PROVIDED INFORMATION:
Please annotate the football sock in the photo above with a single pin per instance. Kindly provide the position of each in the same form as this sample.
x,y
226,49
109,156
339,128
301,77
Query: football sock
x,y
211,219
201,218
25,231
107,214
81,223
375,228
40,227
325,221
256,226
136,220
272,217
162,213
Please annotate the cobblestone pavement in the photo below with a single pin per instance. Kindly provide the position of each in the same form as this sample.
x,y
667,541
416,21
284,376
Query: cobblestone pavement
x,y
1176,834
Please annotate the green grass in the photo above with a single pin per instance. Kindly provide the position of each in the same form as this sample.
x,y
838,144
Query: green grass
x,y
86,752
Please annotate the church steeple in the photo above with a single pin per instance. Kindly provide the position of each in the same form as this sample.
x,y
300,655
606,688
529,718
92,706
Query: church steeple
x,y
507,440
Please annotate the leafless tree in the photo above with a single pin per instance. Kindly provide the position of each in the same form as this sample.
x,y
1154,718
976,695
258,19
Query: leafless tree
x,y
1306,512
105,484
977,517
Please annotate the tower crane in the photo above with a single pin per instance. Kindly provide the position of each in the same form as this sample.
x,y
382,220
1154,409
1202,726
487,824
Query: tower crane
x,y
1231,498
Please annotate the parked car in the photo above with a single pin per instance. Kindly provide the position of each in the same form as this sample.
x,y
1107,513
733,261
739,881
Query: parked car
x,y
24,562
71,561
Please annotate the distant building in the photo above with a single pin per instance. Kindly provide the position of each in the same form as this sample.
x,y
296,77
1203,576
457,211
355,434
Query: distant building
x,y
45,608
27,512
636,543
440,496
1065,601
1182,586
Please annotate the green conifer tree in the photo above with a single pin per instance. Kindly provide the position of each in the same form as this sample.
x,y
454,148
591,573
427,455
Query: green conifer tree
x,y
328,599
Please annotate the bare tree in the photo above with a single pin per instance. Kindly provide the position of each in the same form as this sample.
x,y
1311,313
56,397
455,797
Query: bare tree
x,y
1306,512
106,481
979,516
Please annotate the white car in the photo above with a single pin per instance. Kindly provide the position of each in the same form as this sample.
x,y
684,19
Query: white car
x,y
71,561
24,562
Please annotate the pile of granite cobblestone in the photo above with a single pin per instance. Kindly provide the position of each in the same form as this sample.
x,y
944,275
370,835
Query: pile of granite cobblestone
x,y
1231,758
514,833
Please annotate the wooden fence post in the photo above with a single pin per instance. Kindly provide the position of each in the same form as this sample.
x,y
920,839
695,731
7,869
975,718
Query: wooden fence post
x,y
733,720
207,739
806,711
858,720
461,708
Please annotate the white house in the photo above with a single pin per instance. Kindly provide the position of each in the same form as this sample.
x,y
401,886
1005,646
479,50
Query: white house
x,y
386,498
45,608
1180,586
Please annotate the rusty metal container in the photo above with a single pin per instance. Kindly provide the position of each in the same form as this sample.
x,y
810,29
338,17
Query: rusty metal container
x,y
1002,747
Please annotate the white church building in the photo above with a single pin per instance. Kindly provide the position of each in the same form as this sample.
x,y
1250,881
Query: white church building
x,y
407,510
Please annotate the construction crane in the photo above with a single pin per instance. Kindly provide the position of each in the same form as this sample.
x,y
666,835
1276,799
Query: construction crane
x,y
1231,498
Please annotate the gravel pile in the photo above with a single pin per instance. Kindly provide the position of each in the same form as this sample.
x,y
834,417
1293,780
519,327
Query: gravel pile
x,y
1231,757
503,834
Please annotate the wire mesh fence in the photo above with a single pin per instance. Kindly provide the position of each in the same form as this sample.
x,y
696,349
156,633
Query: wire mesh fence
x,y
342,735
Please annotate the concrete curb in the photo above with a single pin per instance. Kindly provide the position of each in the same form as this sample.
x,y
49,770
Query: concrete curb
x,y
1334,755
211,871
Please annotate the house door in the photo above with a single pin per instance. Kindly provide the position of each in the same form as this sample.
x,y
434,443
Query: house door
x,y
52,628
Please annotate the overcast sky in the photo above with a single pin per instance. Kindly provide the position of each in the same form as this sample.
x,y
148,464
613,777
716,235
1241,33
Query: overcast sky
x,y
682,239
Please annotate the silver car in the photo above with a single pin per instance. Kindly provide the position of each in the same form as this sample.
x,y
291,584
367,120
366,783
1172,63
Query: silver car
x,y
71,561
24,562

EXERCISE PROMPT: Rewrite each line of the listing above as a numbered list, and leave out any blank lines.

TASK SOLUTION:
1. Please annotate the football sock in the photo above with a single pin per instance. Kindly provide the position of each in the same form as this sample.
2. x,y
3. 226,49
4. 109,156
5. 339,128
6. 301,77
7. Query: football sock
8. x,y
9. 211,219
10. 201,218
11. 25,231
12. 107,214
13. 81,223
14. 375,228
15. 40,227
16. 325,221
17. 256,226
18. 136,220
19. 272,217
20. 162,213
21. Please annotate the cobblestone pavement in the photo below with a single pin per instance. Kindly provide the position of each in the same form as this sample.
22. x,y
23. 667,541
24. 416,21
25. 284,376
26. Query: cobblestone pavement
27. x,y
28. 1176,834
29. Please annotate the green grass in the photo above with a single pin per instance. Kindly provide the position of each in the same form as this sample.
30. x,y
31. 838,144
32. Query: green grass
33. x,y
34. 86,752
35. Please annotate the church steeple in the photo above with a single pin per instance. Kindly provide the position of each in the same form as this sample.
36. x,y
37. 300,655
38. 606,688
39. 529,718
40. 92,706
41. Query: church steeple
42. x,y
43. 507,440
44. Please annotate the leafless tree in the photo above with a single pin per instance. Kindly provide the position of each in the same form as this sample.
45. x,y
46. 1154,718
47. 976,695
48. 258,19
49. Query: leafless tree
50. x,y
51. 1306,512
52. 105,484
53. 977,517
54. Please annotate the tower crane in the photo above with a single pin per instance. Kindly provide the position of each in the same form as this sample.
55. x,y
56. 382,220
57. 1154,409
58. 1202,726
59. 487,824
60. Query: tower crane
61. x,y
62. 1231,498
63. Please annotate the parked car in the photo above with a single pin per instance. Kindly provide the position of each in the same form as this sample.
64. x,y
65. 1107,513
66. 733,261
67. 739,881
68. Query: parked car
69. x,y
70. 24,562
71. 71,561
72. Please annotate the distant building in the photo above with a single pin per instance. Kindly provide the position of each in the same form as this sample.
73. x,y
74. 296,77
75. 1203,576
76. 457,211
77. 355,434
78. Query: distant building
79. x,y
80. 45,608
81. 27,512
82. 636,543
83. 440,496
84. 1065,601
85. 1182,586
86. Please annotate the green conifer tree in the photo above with a single pin per instance. Kindly provide the position of each in the same form as this sample.
87. x,y
88. 454,148
89. 591,573
90. 427,455
91. Query: green conifer tree
92. x,y
93. 328,599
94. Please annotate the bare tree in the photo above with a single pin per instance. Kindly provide the position of each in the same form as this sample.
95. x,y
96. 1311,313
97. 56,397
98. 455,797
99. Query: bare tree
100. x,y
101. 1306,512
102. 106,481
103. 979,516
104. Please annotate the white car in the photo above with a single pin per instance. Kindly provide the position of each in the same form as this sample.
105. x,y
106. 684,19
107. Query: white car
108. x,y
109. 71,561
110. 24,562
111. Please annotate the pile of granite cobblestone in the photo above with a single pin per instance. Kindly provide the position of each in the same form as this sample.
112. x,y
113. 944,275
114. 370,835
115. Query: pile of granite cobblestone
116. x,y
117. 1231,758
118. 514,833
119. Please annotate the wooden fence post in the photo above with a single pin per instance. Kindly provide the position of each in the same form as this sample.
120. x,y
121. 920,839
122. 695,731
123. 7,869
124. 975,718
125. Query: wooden fence post
126. x,y
127. 733,720
128. 207,739
129. 806,711
130. 858,720
131. 461,708
132. Please annotate the white house in the photo above with a single pin per instance. Kindly provide the position of each in the same form as this sample.
133. x,y
134. 401,886
135. 1005,646
136. 479,50
137. Query: white house
138. x,y
139. 386,498
140. 45,608
141. 1180,586
142. Please annotate the rusty metal container in the photo above with a single pin per instance. Kindly provide the position of each in the same form as this sample.
143. x,y
144. 810,29
145. 338,17
146. Query: rusty metal container
147. x,y
148. 1002,747
149. Please annotate the white church building in the photo above with a single pin per instance. Kindly provide the position of each in the same form as this sample.
150. x,y
151. 1250,881
152. Query: white church building
153. x,y
154. 407,510
155. Please annotate the construction crane in the photo above with a single pin per instance. Kindly provide the position of each in the same form as this sample.
156. x,y
157. 666,835
158. 1276,799
159. Query: construction crane
160. x,y
161. 1231,498
162. Please annotate the gravel pile in the photo above with a single pin per instance. Kindly provide the position of each in the same form as this sample.
163. x,y
164. 834,417
165. 1293,780
166. 519,327
167. Query: gravel pile
168. x,y
169. 1231,757
170. 503,834
171. Please annotate the wire mesh fence in the photo above with a single pin per instance. Kindly provide the position of each in the same form as this sample.
172. x,y
173. 696,349
174. 156,633
175. Query: wire mesh fence
176. x,y
177. 342,735
178. Please annotate the concrete curb in the photo above with a single pin per instance. Kindly provide the position of each in the same form as this sample.
179. x,y
180. 49,770
181. Query: concrete curb
182. x,y
183. 1334,755
184. 211,871
185. Please annotate the house door in the photo above with a single pin per instance. Kindly provide the position of each in the same form as this sample.
186. x,y
187. 434,443
188. Query: house door
189. x,y
190. 52,628
191. Please annotate the overcast sky in the photo above with a single pin per instance. Kindly provide the position of each in the same form as this sample.
192. x,y
193. 148,464
194. 613,777
195. 716,235
196. 1241,33
197. Query: overcast sky
198. x,y
199. 682,239
200. Please annotate the silver car in the photo above with a single pin per instance. Kindly provide the position of each in the same form as this sample.
201. x,y
202. 291,584
203. 367,120
204. 366,783
205. 1172,63
206. Query: silver car
207. x,y
208. 71,561
209. 24,562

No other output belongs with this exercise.